**Problem to solve:** The entries below are to be given back exactly, with images excluded.

● ● ● ●

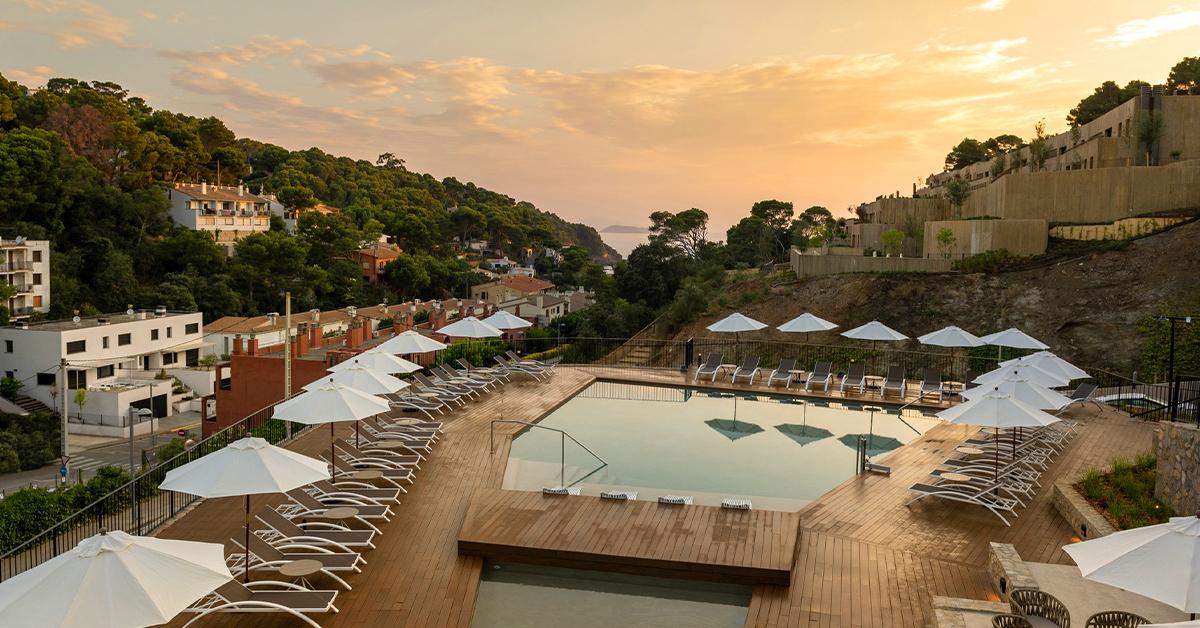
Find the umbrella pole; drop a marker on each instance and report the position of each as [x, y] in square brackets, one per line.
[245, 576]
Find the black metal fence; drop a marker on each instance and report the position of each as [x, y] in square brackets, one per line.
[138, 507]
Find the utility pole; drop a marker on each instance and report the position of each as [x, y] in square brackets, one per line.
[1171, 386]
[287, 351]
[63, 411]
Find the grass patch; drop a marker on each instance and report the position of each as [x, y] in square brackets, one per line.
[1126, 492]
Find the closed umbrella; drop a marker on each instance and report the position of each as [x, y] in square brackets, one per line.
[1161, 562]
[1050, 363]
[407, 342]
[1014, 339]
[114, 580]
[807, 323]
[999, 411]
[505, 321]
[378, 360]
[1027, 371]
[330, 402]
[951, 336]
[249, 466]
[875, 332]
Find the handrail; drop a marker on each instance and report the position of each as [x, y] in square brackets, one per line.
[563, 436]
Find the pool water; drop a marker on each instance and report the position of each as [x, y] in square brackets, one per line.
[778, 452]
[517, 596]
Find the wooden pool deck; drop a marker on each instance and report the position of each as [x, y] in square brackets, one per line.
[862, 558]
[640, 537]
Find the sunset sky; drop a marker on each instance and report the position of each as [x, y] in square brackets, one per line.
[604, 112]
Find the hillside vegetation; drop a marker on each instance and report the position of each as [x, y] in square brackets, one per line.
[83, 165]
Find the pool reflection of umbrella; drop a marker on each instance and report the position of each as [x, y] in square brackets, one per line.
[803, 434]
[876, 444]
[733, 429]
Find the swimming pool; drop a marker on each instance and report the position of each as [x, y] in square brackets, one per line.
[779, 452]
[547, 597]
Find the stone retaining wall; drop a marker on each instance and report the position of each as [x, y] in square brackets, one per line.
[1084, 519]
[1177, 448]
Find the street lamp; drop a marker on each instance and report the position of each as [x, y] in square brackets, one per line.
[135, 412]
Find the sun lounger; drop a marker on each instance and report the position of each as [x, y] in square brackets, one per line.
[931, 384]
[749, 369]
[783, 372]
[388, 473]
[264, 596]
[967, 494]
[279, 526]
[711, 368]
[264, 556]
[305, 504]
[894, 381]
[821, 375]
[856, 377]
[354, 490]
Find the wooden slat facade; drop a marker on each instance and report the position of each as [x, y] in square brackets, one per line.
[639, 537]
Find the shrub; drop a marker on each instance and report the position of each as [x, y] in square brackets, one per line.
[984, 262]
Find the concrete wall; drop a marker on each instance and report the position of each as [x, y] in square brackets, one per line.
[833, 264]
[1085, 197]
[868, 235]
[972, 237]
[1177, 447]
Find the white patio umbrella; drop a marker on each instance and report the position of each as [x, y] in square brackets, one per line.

● ● ● ●

**Expected answer:**
Find the umbrella pole; drop a marker on each instance and report the position of each as [x, y] in square brackets, one per line.
[245, 576]
Find the black metal fence; drop a marker on each instance and report the position of each as [x, y] in square brackets, one per line.
[138, 507]
Find the utility pole; drop a marker on each instance and report the position of each as [x, y] in square brackets, one per line.
[1171, 386]
[287, 351]
[63, 411]
Find the grass patch; drop a marker on each instance and report the position of each as [x, y] in square brackets, one per line.
[1126, 492]
Find the closed umbrella; drop a marker on each instance and report the position of each as [x, y] in square brackets, one per line.
[1161, 562]
[1050, 363]
[407, 342]
[1014, 339]
[114, 580]
[807, 323]
[999, 411]
[505, 321]
[378, 360]
[1027, 371]
[330, 402]
[951, 336]
[249, 466]
[875, 332]
Find the handrail; drop a marker on each instance and report the position of each as [x, y] in square brackets, one per line.
[563, 436]
Find the pool water; drop a marker on each instance and report the position of each as [x, y] in square brackets, one per line.
[778, 452]
[517, 596]
Find the wooden pool deck; drop a marker on each instance and report the position of each as [x, y] in square brackets, one per line.
[862, 558]
[640, 537]
Find the sunset sky; drop a marker on each instance and report the position of each as [x, y] in square brackets, one per line.
[604, 112]
Find the hillside vegetation; drop a marker on each instance and report the position of each as [x, y] in square brackets, one per line.
[83, 165]
Find the pool reflection of umbrella; drop a marker on each instance and report the position of each as [x, y] in square brackets, one per line.
[803, 434]
[876, 444]
[733, 429]
Find the swimming pool; drop a marker on each instance and report the position of each as [x, y] in square brackets, one per line.
[779, 452]
[547, 597]
Find the stone retaining wall; drop a marker on each instance and report the position of each as [x, y] in square brackets, one per line.
[1084, 519]
[1177, 448]
Find the street lamp; drop a marker on each instance and report the position of each as [x, y] in square brackets, one per line.
[135, 412]
Find the sun lounger; drop a marker on each instance and report the position of each as [x, y] in square brackets, one per line.
[931, 384]
[749, 369]
[783, 372]
[388, 473]
[264, 596]
[967, 494]
[279, 526]
[711, 368]
[264, 556]
[305, 504]
[894, 381]
[821, 375]
[856, 377]
[354, 490]
Find the wooden slat facade; drop a marker on each instance and report the position of each as [x, y] in square brackets, one per line.
[639, 537]
Find the shrub; drop a marker on each instance and report the position of each as [x, y] in square brackets, one per line.
[984, 262]
Find the concrete wall; drop a marker on each instance and report the position of each as [x, y] in square brackets, one per line.
[833, 264]
[1085, 197]
[868, 235]
[972, 237]
[1177, 447]
Find the white patio umbrella; drop a marker on each instance and report the position of each as [x, y] in square brackets, one per line.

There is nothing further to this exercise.